This newly networked JSOC also processed the intelligence that U.S. Special Operators were picking up on raids much faster than it had in the past. This meant new raids could be immediately launched based on what was gleaned from an initial operation… sometimes even in real time. Because of this, the tempo of raids increased dramatically. And al-Qaeda in Iraq took a severe beating.

[MUSIC]

Ioannis Koskinas: You had two, three raids a night, and then it became two, three raids per task force, per night. You're rolling from one mission to another mission, or you grab some guy and then he tells you no, the stuff is going on over here, and then you move on to that target.

Peter Bergen: So it went from a handful of missions a month to like hundreds.

Ioannis Koskinas: Yes.

General McChrystal's professional star rose on these successes. And in 2009, President Barack Obama tapped McChrystal to run the war in Afghanistan. And when McChrystal stepped off the plane in that country, Mike Flynn, now a major general, was right behind him. Flynn was now top ‘intel’ officer for the Afghan War.

Ioannis Koskinas: Mike Flynn, was effectively part of the small group of advisors, and he was traveling with General McChrystal, you know, he was in the room with him all the time.

Peter Bergen: Without McChrystal, would Flynn have just, would we be having this conversation today about him?

Ioannis Koskinas: You wouldn't be having this conversation with me. A lot of us owe our acceleration of our careers to being at the right time, right place, under the right leader.

Peter Bergen: And that's true of Flynn as well?

Ioannis Koskinas: Yeah.

But then General McChrystal's star burned out. It happened because, of all things, a story that ran in Rolling Stone magazine. A reporter had spent months profiling McChrystal and his team in Afghanistan. The article finally appeared in 2010, under the headline “The Runaway General.” It was peppered with unflattering, anonymous quotes about Obama’s cabinet from members of McChrystal’s staff.

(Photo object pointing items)
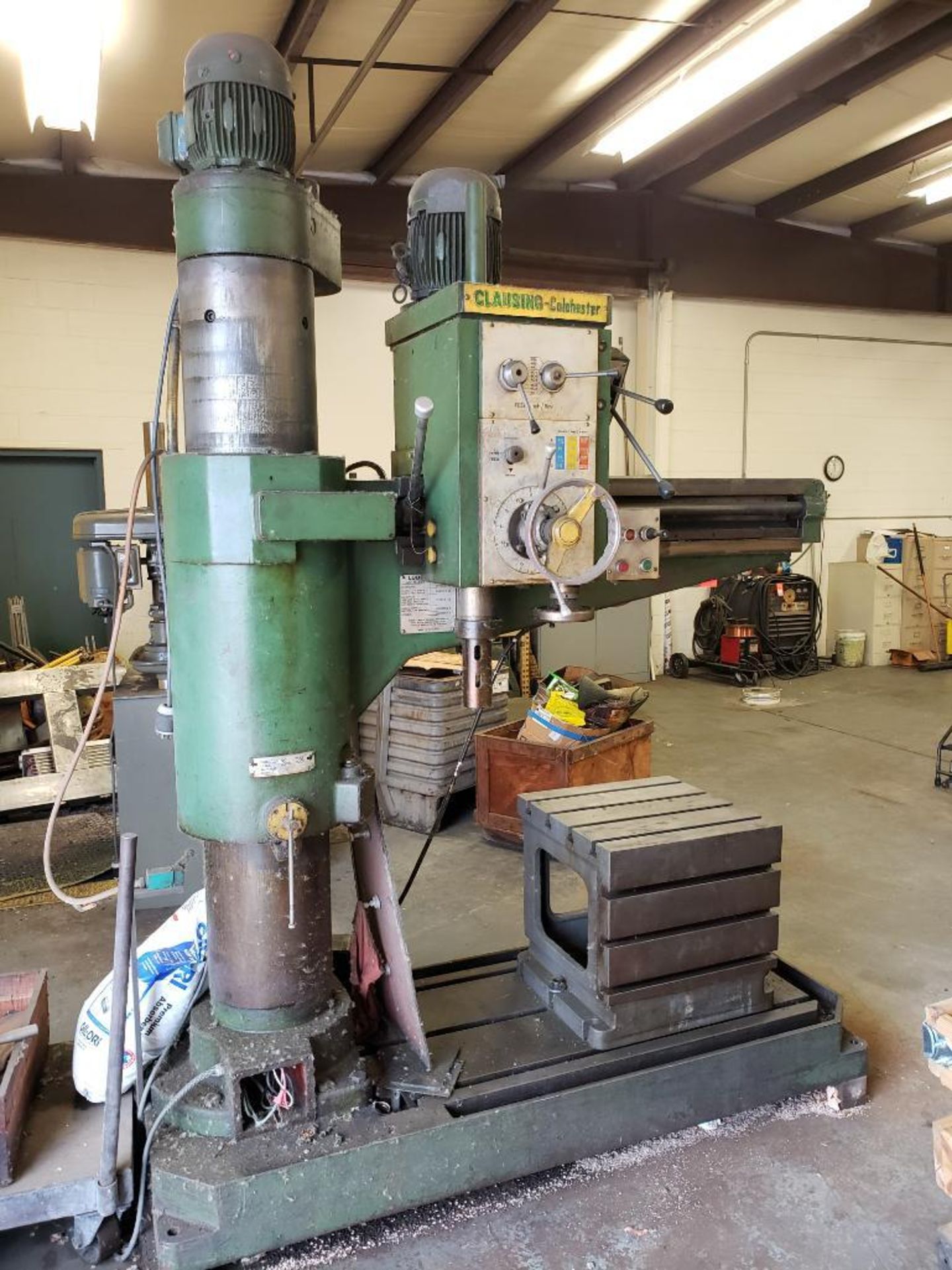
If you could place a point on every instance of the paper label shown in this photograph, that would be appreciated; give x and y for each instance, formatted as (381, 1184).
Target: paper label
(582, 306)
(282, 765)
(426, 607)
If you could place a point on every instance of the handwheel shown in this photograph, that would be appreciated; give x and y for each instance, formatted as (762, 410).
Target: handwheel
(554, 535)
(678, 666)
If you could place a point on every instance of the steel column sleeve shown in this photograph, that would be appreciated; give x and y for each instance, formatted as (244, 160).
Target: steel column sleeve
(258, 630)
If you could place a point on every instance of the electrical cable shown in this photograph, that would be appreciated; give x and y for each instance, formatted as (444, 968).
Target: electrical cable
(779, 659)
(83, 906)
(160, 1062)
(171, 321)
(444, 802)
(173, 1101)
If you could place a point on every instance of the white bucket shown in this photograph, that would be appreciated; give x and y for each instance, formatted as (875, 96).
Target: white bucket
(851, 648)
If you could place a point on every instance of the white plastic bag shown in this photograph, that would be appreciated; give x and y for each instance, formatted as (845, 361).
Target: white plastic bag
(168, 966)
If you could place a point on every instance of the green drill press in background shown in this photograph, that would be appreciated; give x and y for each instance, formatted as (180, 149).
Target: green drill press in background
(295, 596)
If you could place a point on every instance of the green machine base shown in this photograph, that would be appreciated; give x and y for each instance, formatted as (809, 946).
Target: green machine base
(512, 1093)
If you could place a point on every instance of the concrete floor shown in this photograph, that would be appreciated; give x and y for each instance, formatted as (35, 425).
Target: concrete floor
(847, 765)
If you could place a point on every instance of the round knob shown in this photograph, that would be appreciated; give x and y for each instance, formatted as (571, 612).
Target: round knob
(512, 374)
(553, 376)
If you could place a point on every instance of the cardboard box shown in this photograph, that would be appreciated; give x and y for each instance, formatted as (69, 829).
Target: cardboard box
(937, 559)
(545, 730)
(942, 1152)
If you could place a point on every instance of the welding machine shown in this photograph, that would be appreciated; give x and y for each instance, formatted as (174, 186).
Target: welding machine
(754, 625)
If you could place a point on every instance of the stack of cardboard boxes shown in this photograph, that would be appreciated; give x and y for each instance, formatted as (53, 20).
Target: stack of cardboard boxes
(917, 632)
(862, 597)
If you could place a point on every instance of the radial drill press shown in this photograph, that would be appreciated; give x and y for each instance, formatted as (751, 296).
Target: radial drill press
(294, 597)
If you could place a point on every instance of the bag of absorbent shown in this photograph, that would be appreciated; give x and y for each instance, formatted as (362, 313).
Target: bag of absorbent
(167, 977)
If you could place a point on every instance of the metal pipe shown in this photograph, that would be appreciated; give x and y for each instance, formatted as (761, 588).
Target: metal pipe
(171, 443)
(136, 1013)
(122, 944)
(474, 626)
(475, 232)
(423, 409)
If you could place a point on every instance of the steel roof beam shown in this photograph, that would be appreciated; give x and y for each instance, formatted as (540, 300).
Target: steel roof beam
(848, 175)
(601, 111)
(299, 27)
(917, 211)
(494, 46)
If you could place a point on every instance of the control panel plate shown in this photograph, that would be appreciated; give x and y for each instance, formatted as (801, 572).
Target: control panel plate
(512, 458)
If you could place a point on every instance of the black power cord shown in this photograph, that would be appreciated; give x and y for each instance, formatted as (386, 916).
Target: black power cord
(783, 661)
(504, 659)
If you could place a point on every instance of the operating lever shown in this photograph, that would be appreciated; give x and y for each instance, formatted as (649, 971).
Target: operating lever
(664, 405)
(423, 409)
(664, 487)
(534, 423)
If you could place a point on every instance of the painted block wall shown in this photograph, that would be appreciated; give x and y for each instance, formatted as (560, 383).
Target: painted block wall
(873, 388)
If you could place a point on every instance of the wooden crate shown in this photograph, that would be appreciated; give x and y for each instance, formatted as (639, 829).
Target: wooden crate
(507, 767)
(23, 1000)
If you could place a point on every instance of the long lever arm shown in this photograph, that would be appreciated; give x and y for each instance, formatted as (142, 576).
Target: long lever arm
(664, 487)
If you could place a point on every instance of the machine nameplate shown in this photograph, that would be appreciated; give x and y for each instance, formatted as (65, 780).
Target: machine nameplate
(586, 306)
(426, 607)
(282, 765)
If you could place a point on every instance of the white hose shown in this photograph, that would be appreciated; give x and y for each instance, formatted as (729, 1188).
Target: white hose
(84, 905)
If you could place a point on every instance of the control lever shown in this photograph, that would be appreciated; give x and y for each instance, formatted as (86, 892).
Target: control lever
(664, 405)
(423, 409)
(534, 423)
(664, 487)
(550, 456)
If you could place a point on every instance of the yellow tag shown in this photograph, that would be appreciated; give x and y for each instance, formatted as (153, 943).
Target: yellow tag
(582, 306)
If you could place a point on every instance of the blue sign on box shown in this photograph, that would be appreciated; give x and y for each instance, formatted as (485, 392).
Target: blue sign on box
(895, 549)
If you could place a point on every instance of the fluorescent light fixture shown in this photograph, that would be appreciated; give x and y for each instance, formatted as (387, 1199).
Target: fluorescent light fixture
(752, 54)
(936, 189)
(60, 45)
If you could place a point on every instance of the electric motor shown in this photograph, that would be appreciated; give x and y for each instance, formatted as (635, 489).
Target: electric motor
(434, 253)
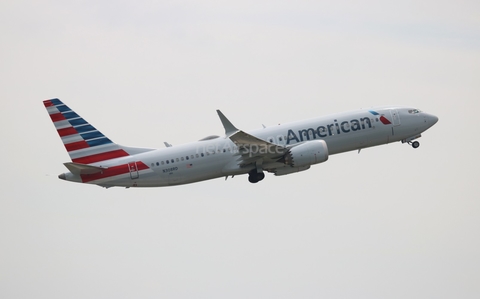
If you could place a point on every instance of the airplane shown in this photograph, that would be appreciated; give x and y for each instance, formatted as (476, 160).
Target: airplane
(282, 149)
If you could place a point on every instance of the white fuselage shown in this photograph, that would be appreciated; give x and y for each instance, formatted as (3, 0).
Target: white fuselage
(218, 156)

**WHAT TO WORK ON:**
- a) Retype the stretch of the McChrystal and Flynn transcript from "This newly networked" through "Ioannis Koskinas: Yes.".
- b) According to the McChrystal and Flynn transcript, why did the tempo of raids increase dramatically?
- c) Write what comes next in the McChrystal and Flynn transcript, starting after its final sentence.
These items were drawn from a separate source.

**ANSWERS PROVIDED:**
- a)
This newly networked JSOC also processed the intelligence that U.S. Special Operators were picking up on raids much faster than it had in the past. This meant new raids could be immediately launched based on what was gleaned from an initial operation… sometimes even in real time. Because of this, the tempo of raids increased dramatically. And al-Qaeda in Iraq took a severe beating.

[MUSIC]

Ioannis Koskinas: You had two, three raids a night, and then it became two, three raids per task force, per night. You're rolling from one mission to another mission, or you grab some guy and then he tells you no, the stuff is going on over here, and then you move on to that target.

Peter Bergen: So it went from a handful of missions a month to like hundreds.

Ioannis Koskinas: Yes.

- b) The newly networked JSOC processed the intelligence gathered on raids much faster than it had in the past. New raids could then be launched immediately, sometimes even in real time, based on what an initial operation had yielded.

- c)
ARCHIVAL Stanley McChrystal: As soon as I read it, I said, all right, this is gonna cause a conflagration.

He wasn’t wrong about that. That's McChrystal, speaking publicly about the episode years later.

ARCHIVAL Stanley McChrystal: So I made the decision that I would go in and, and tell the president that I would stay if he wanted me to, or offer my resignation if he wanted that.

Obama summoned McChrystal back to Washington and used this opportunity to stake out his claim as commander-in-chief. The president strode out of the White House and into the Rose Garden to make an announcement.

ARCHIVAL Barack Obama: Good afternoon.

Flynn was watching it on TV in Kabul.

ARCHIVAL Barack Obama: Today, I accepted General Stanley McChrystal's resignation as commander of the International Security Assistance Force in Afghanistan. The conduct represented in the recently published article does not meet the standard that should be set by a commanding general. It undermines the civilian control of the military that is at the core of our democratic system.

Flynn was stunned. He revered McChrystal. They'd fought together and buried soldiers together. Mike Flynn and his wife Lori had even recently celebrated Stan and Annie McChrystal’s thirty-third wedding anniversary on a rare night off in Paris. Flynn was a registered Democrat, but the dismissal of his close friend and mentor marked a turning point of increasing disenchantment with the Obama administration.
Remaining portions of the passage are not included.